→ **READING TEXT**:
==============================

This article provides information about the various Entity Resolution Tools which can be used on projects. Typically these tools are most relevant to Implementation Engineers or Senior Users very interested in understanding the detail of Entity Resolution within their deployments. Ultimately, all the tools intend to help you understand, and analyze, Entities, when focusing on improving Entity quality.
Tool Designations
A detailed description of each designation can be found on the documentation website. As a reminder:
- General Availability: This tool is available in a core Quantexa library. Quantexa supports the feature, it has comprehensive documentation, has been fully tested and is therefore considered production ready. All Quantexa projects have access to these tools.
- Early Access: This tool will be added to the product, but is currently in a feature validation or testing phase. Projects will need to consider that tools can undergo fundamental changes as part of the feedback from Early Access. As such you will likely need to get agreement that it's appropriate before using the tool. Documentation is available on the AI documentation site. Speak to your project architect or Quantexa contact for details of accessing model files.
- Experimental Access: This tool does not attract formal support by Quantexa but has been released to support innovation or validation of approaches to solve a problem. It is possible that these tools will never reach formal support and may not be compatible with every version of the Quantexa Platform. Customers should consider whether experimental tools will be right for them and they may require a level of expertise within the project to get the most value from them.
- Delivery community: These tools are written by the delivery community and can be found in the delivery community repository. Support is on a best efforts basis by the Quantexa Team on Community. Documentation exists in the repository as markdown files and can be viewed within GitHub. Speak to your project architect or Quantexa contact for access to the repository if you do not already have it as it is not granted by default.
Product
Entity Lab
Entity Lab is available within the Quantexa UI and is the default way to review an Entity.
Entity Explorer
Entity Explorer provides a view of all Entities from a batch build and allows the user to investigate and query for Entities that match certain conditions. It is helpful for both thematic review and review of specific instances.
Note: This is available from 2.4 onwards.
Batch Resolver (QBR) Analyzer
The QBR Analyzer (also known as Batch Resolver Analyzer) provides summaries from the batch Entity build in two sets of reports, a compounds report and an Entity report.
Note: As of version 2.4 this is now available in two scripts, Compound Report and Entity Report
Entity Report
The Entity Report provides summary statistics on the sizes and distribution of Entities generated by Batch Resolver.
Compound Report
The Compound Report provides summary statistics on the excluded Compounds. The report provides information to enable you to assess the quality of data and the effectiveness of Compounds used for Entity Resolution.

==============================

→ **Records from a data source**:
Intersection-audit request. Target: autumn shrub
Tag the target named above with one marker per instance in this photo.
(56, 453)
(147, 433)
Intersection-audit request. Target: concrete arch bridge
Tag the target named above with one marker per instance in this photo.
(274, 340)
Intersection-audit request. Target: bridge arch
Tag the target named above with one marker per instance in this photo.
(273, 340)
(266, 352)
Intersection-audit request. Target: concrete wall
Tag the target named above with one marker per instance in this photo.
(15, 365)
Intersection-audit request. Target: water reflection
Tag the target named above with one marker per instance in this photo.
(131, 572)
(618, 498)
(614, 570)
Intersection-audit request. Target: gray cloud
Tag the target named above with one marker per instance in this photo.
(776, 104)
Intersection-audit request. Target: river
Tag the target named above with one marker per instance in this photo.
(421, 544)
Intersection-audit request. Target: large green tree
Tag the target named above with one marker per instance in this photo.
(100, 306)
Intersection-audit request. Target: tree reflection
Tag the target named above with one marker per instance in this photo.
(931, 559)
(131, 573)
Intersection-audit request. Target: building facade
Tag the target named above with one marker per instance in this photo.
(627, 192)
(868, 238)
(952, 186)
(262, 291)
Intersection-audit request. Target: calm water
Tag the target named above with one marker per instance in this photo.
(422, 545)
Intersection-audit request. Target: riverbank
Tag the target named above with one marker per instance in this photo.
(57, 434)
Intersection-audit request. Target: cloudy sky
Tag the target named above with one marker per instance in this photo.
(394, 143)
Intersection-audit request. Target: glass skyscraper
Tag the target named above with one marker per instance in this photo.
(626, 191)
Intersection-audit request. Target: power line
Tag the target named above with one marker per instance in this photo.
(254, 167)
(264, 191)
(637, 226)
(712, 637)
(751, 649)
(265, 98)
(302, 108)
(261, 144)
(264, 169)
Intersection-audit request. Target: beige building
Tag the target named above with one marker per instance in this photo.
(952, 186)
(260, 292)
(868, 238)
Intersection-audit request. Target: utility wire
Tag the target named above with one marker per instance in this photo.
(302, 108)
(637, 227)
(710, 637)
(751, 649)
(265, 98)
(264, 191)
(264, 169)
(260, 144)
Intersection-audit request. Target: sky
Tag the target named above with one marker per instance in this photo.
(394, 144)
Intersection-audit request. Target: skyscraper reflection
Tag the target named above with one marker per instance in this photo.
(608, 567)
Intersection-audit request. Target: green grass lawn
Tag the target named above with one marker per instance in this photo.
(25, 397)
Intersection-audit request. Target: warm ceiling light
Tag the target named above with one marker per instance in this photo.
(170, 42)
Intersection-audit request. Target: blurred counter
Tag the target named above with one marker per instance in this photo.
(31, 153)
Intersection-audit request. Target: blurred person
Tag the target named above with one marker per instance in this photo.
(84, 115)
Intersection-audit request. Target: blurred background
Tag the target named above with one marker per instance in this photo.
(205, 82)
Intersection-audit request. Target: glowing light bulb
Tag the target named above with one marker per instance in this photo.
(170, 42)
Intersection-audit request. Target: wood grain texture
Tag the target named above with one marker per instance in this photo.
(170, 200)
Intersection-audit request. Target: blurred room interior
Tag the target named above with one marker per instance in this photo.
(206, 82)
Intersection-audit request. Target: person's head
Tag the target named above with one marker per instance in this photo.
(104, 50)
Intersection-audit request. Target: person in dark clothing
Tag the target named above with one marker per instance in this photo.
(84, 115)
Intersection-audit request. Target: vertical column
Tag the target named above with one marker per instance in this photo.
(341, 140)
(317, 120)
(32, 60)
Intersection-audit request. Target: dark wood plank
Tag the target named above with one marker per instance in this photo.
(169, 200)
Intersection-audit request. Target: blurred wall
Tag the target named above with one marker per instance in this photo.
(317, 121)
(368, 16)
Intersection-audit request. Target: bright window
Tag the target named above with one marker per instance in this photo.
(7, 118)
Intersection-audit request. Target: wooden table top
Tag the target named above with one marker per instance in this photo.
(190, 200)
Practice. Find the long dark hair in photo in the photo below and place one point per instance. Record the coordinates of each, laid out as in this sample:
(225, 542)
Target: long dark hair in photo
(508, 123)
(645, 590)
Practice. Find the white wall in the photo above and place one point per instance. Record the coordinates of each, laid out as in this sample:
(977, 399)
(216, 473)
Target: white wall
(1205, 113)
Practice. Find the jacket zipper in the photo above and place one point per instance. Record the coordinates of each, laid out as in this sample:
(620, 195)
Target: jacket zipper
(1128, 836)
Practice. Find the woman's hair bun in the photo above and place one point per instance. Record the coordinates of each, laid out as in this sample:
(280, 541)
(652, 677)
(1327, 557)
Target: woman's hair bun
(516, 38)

==============================

→ **EXERCISE GOAL**: Pick up the page on Entity Resolution Tools after its final sentence and carry it forward.

→ **FINAL RESULT**:
Statistical Profile Testing Framework
SPTF allows for the configuration of statistics which can be calculated at a determined frequency from batch Entity builds. This tool should be used to monitor the population level statistics of Entities.
Entities and Networks Regression Testing Framework
The regression testing framework is used to make sure new deployments don't cause ER issues.
Note: This is deprecated as of 2.4.1.
Bad Entity Analyzer
The Bad Entity Analyzer is a tool to find Entities and compounds that pull together too many instances of a trusted compound. The reports produced can be used to identify issues of over-linking.
Entity Quality - Overlinking
The Entity Quality Overlinking tool scores the structure of an Entity to predict whether the Entity is overlinked. Scores are output between 0-100. A higher score indicates better quality. The tool can be used to quickly find severe issues with overlinking in your Batch Resolver runs. It can also be used to test for regressions between runs.
Note: This is available in product from version 2.5 onwards.
Early Access
Experimental
Entity Quality - Underlinking
The Entity Quality Underlinking tool searches for instances of underlinking in your data by expanding the network from a starting point and finding similar-looking Entities that may be the same based on how similar configured attributes are between them.
ORCA
The Overlinking Root Cause Analyzer (ORCA) tool identifies bad compound types, values, and default values which are contributing to overlinking in your Entity Resolution. Changes can then be made to address these issues and improve ER performance. Instructions and documentation can be provided on request.
ERO
The Entity Resolution Optimizer (ERO) is a tool designed to aid in the rapid prototyping of a Resolver configuration consumed by Batch Resolver.
The tool enables you to test the effect of different Compounds and Exclusions quickly and efficiently by simulating Batch Resolver. You can then analyze these different simulations to discover what changes may improve your Entities.
When you are satisfied with the Entities produced in the simulation, you can use the refined Resolver configuration in Batch Resolver as you typically do for Entity Resolution.
Delivery-community
Entity Build Diff
Entity Build Diff summarizes the differences between two batch Entity builds. It provides a report on the compounds and exclusions that result in changes as well as an option to visualize the changes that happen to specific Entities.
Note: This is available for Quantexa 2.2, 2.3, and 2.4
Big Entity Visualizer
Big Entity Visualizer takes large Entities in your batch build and visualizes them. It achieves this by collapsing records together that have the same value for a configured element (e.g. businessDisplay) and then visualizes what compounds cause the different names to link to each other.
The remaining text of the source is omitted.